**To be done**
Extract every line of the records below that contains the string "concrete", matching case exactly.

**Material shown**
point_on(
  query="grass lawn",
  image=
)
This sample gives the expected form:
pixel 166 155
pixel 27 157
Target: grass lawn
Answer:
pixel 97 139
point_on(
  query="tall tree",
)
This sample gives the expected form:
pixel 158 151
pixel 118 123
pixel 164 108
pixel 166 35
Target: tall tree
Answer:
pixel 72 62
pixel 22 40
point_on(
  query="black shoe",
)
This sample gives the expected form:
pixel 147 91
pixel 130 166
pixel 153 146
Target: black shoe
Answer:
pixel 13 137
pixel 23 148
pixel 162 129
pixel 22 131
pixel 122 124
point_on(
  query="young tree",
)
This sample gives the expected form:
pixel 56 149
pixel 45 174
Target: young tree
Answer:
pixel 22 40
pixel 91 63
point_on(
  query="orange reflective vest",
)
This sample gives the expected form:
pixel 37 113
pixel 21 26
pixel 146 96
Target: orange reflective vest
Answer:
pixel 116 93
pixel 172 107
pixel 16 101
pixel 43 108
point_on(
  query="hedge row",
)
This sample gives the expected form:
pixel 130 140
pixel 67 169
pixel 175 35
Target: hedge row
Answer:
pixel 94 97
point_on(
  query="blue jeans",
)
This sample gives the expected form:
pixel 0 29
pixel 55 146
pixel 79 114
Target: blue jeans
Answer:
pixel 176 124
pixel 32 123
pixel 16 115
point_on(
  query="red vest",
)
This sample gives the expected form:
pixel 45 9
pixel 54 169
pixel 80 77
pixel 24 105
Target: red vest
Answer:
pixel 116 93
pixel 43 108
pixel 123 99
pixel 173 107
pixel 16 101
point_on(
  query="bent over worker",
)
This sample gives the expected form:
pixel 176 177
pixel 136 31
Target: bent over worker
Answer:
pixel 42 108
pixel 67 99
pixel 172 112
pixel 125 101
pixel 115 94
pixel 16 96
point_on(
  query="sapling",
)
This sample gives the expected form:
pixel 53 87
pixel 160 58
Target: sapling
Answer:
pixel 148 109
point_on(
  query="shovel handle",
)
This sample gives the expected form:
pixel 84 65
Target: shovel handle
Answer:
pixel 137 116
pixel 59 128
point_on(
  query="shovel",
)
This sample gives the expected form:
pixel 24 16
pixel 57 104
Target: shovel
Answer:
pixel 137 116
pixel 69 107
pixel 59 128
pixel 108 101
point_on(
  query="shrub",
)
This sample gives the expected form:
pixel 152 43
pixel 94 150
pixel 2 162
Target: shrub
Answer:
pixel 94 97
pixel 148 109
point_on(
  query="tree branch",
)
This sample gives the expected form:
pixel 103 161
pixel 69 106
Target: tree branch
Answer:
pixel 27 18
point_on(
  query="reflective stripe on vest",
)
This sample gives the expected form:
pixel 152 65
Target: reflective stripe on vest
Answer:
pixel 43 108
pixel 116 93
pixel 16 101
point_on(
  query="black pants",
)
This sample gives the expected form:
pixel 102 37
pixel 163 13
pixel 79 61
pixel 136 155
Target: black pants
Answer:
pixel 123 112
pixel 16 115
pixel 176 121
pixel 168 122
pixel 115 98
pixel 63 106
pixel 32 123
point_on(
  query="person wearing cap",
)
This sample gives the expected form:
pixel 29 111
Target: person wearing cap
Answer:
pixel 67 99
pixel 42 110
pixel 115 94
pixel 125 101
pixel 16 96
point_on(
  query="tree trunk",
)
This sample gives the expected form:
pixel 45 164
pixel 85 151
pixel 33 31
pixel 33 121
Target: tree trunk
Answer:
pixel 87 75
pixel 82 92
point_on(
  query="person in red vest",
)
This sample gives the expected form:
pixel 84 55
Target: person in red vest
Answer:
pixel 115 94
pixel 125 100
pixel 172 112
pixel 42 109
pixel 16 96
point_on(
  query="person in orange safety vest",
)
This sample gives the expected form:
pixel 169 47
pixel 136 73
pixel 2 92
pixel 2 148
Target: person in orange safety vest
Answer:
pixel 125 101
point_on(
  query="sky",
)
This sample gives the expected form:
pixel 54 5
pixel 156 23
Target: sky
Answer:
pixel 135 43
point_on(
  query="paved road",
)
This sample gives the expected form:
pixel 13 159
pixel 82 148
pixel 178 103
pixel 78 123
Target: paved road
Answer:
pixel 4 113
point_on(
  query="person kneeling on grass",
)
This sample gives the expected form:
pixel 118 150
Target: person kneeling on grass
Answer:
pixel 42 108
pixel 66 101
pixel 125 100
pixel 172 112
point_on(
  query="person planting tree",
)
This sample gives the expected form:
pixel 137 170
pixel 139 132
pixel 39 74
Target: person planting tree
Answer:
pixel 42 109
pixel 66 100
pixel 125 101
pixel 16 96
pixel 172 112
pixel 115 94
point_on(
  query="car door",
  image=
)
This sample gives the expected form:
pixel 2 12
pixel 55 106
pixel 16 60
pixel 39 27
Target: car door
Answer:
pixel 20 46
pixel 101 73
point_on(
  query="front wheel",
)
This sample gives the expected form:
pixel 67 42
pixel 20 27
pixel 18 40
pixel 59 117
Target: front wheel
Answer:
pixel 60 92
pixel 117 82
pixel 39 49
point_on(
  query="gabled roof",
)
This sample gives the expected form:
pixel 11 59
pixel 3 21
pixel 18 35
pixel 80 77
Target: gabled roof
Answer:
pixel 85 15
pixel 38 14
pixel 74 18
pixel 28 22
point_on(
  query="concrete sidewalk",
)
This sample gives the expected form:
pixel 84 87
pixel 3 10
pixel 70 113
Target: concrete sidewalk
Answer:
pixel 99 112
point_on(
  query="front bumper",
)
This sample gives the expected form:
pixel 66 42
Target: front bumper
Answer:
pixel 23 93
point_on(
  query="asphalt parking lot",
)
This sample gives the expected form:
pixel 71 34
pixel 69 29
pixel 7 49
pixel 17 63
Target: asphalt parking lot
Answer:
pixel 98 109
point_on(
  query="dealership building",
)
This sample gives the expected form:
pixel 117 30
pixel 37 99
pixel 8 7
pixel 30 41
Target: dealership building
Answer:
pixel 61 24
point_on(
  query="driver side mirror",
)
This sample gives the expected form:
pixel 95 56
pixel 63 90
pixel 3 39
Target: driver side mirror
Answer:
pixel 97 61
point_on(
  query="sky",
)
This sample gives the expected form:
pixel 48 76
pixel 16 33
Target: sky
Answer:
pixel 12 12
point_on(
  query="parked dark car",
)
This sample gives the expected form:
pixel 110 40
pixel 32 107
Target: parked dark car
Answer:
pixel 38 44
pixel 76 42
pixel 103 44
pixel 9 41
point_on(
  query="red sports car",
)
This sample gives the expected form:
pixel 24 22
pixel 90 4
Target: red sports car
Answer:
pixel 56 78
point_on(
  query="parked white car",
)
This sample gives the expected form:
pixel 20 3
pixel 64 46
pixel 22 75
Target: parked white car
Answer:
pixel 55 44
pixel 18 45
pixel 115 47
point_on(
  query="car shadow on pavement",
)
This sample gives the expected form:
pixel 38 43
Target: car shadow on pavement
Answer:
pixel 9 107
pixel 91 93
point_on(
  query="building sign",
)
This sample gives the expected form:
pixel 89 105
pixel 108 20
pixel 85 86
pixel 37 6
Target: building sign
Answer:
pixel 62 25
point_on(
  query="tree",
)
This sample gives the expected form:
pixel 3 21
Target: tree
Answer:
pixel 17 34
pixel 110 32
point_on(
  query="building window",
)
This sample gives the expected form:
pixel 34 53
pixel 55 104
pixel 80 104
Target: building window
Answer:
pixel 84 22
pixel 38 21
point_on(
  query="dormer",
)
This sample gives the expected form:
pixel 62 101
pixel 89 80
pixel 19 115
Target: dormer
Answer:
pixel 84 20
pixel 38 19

**Response to this task**
  query="concrete sidewalk",
Target: concrete sidewalk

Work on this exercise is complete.